[The data]:
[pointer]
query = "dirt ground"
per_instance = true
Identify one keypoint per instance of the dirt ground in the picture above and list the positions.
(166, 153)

[Set problem]: Rewrite the entries above as a JSON list of strings, with one string for each line and blank lines left out.

[Exercise output]:
[
  "[pointer]",
  "query = \"dirt ground\"",
  "per_instance = true",
  "Identify one keypoint per instance of the dirt ground in the picture above and list the positions.",
  "(166, 153)"
]